### DOCUMENT TEXT
┄┄┄┄┄┄

Choosing an Embedding Provider¶

Use OpenAI when:

You need high-quality general-purpose embeddings
You’re already using OpenAI for LLMs
You want reliable, well-tested embeddings
Cost is not the primary concern

Use VoyageAI when:

You have domain-specific content (finance, legal, code)
You need flexible embedding dimensions
You want specialized models for your use case
You need multilingual support

Use MGTE when:

You want to run embeddings locally
You need offline operation
You want to avoid API costs
You have GPU resources available
Privacy is a concern

Performance Comparison¶

Provider	Speed	Quality	Cost
OpenAI	Fast	High	API calls
VoyageAI	Fast	Specialized	API calls
MGTE	Medium	Good	Free (local)

Building Custom Embeddings¶

Implement IEmbedding interface:

from arshai.core.interfaces.iembedding import IEmbedding, EmbeddingConfig
from typing import List, Dict, Any

class CustomEmbedding(IEmbedding):
    """Custom embedding implementation."""

    def __init__(self, config: EmbeddingConfig):
        self.model_name = config.model_name
        self.batch_size = config.batch_size
        self._dimension = 768  # Your model's dimension

    @property
    def dimension(self) -> int:
        return self._dimension

    def embed_documents(self, texts: List[str]) -> Dict[str, Any]:
        """Embed multiple documents."""
        # Your implementation here
        embeddings = [self._embed_single(text) for text in texts]

        return {
            "embeddings": embeddings,
            "total_tokens": len(texts) * 100  # Approximate
        }

    def embed_query(self, text: str) -> Dict[str, Any]:
        """Embed single query."""

┄┄┄┄┄┄

### DATA EXTRACT

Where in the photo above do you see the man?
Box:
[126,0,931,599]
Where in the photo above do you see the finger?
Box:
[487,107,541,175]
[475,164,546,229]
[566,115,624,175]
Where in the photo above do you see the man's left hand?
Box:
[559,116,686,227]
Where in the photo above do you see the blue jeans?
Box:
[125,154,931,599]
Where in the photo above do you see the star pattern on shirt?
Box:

┄┄┄┄┄┄

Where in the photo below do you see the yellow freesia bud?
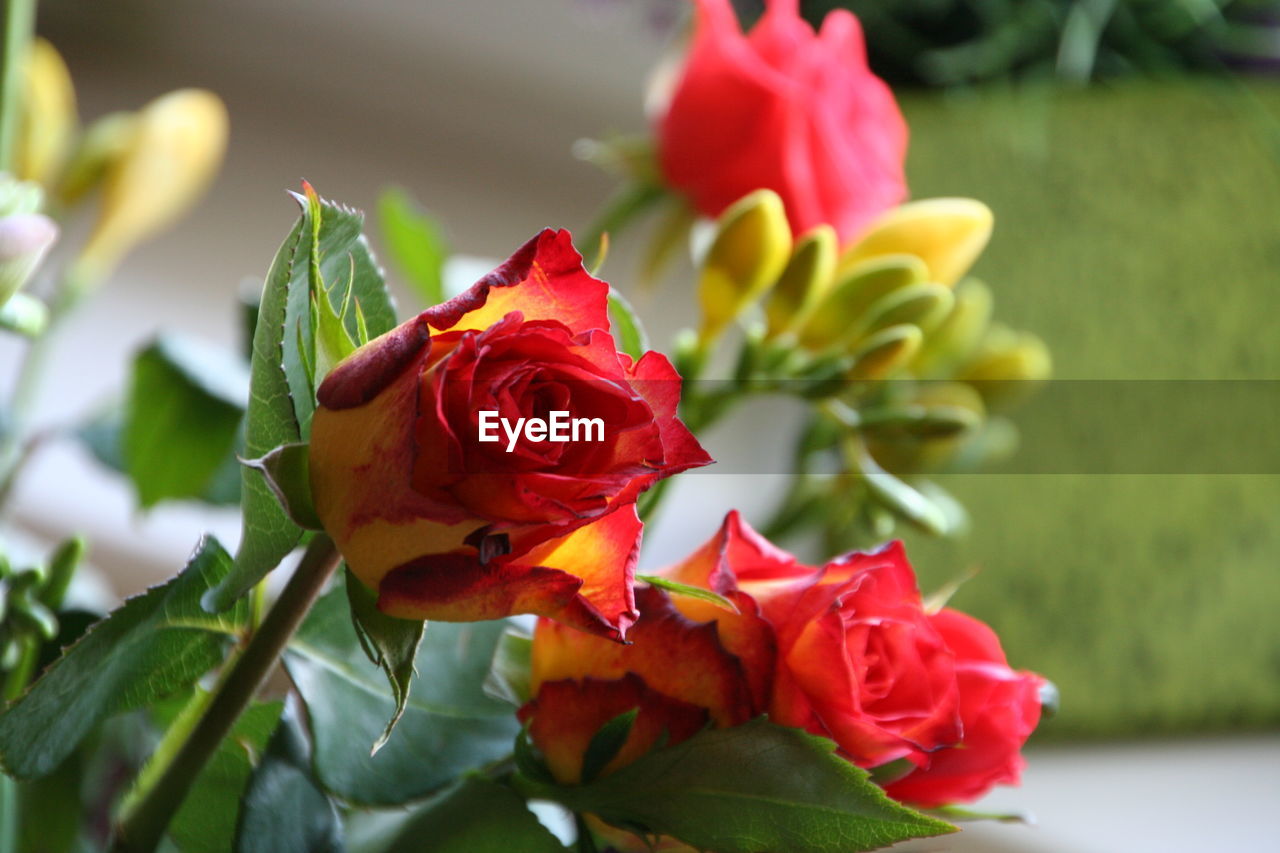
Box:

┄┄┄┄┄┄

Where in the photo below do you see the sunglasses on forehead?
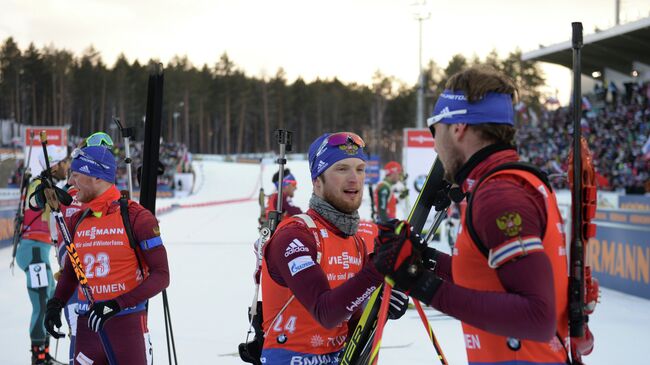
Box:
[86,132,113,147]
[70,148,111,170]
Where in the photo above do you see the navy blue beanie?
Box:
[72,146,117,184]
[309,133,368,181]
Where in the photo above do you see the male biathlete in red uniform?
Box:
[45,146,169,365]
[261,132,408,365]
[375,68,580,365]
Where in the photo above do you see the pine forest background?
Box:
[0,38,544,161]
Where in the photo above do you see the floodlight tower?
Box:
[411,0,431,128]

┄┄┄┄┄┄

### WORK REQUIRED
List every condition under which the embedding provider guide above recommends using MGTE.

### EXERCISE OUTPUT
- You want to run embeddings locally
- You need offline operation
- You want to avoid API costs
- You have GPU resources available
- Privacy is a concern